▶ **How to complete this task**
The line with "Q: Find one point on every instance of the black football" marks where to begin; print it and all lines after it in the material below exactly, skipping pictures.

*** Opening of Input data ***

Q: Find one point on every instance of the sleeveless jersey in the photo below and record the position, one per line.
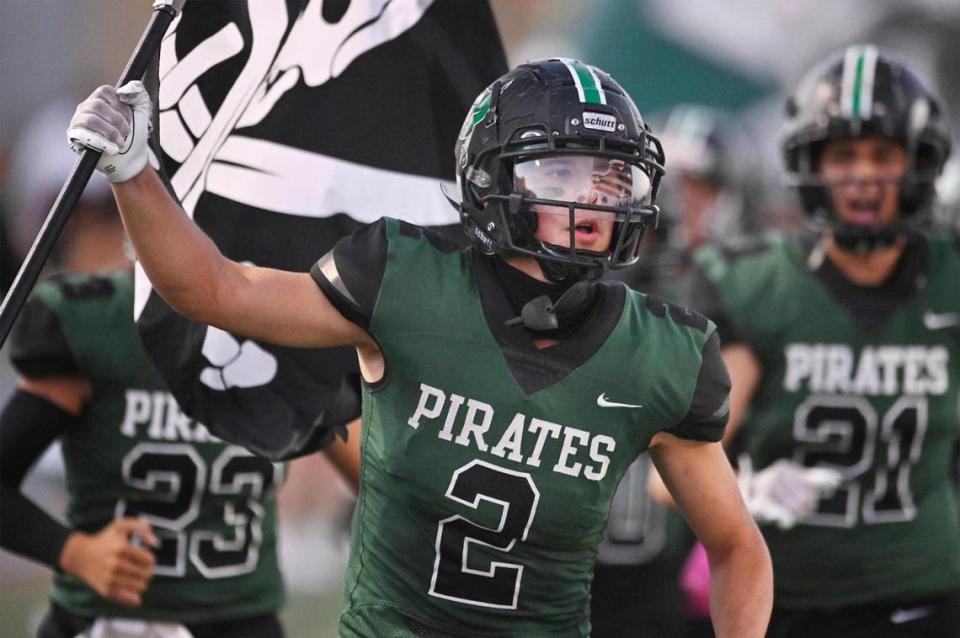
(133, 453)
(488, 468)
(876, 401)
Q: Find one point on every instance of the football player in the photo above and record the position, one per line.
(506, 391)
(636, 585)
(845, 345)
(168, 529)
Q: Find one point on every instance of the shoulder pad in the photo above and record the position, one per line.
(661, 307)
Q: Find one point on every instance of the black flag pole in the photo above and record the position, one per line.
(164, 11)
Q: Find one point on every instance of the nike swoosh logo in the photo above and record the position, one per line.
(900, 616)
(603, 402)
(940, 320)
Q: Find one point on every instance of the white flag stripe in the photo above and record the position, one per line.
(177, 143)
(282, 179)
(225, 44)
(194, 111)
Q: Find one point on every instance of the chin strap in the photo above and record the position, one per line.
(541, 314)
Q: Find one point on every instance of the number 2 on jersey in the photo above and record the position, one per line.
(458, 577)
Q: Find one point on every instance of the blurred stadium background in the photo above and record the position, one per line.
(738, 55)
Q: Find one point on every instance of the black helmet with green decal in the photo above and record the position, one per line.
(557, 108)
(858, 93)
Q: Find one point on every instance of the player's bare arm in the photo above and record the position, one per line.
(107, 560)
(183, 264)
(702, 483)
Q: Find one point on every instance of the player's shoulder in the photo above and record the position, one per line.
(660, 313)
(441, 239)
(944, 246)
(63, 312)
(747, 252)
(63, 292)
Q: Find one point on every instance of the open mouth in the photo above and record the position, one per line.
(586, 229)
(862, 210)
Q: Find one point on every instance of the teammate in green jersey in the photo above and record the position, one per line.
(506, 391)
(166, 524)
(845, 345)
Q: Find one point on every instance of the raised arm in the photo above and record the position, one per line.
(183, 263)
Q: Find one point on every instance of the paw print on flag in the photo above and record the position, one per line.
(234, 364)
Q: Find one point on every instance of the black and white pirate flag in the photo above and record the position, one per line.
(283, 126)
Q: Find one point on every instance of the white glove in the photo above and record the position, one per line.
(785, 492)
(117, 123)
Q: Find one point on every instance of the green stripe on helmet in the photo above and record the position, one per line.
(857, 86)
(588, 85)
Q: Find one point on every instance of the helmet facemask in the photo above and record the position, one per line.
(830, 105)
(535, 170)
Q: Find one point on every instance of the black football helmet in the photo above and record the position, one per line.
(863, 92)
(547, 109)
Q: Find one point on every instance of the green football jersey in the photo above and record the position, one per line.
(132, 452)
(488, 465)
(865, 382)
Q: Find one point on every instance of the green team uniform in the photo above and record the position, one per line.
(877, 400)
(489, 466)
(133, 453)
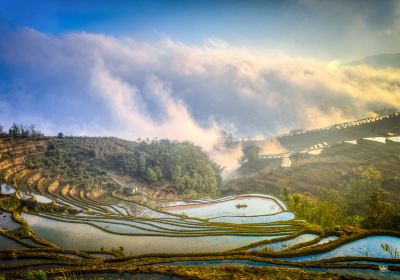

*** Close of Input data ***

▶ **Output for this task**
Q: Find one point on every instance of the black football helmet in the photo above and record the position, one per line.
(863, 92)
(547, 109)
Q: Find one point on every instance of the green football jersey in the photo above and record the position, one per line.
(132, 452)
(488, 465)
(865, 382)
Q: Find one point on every instance of the green team uniform in the photo above and record the position, one per line.
(877, 400)
(489, 466)
(133, 453)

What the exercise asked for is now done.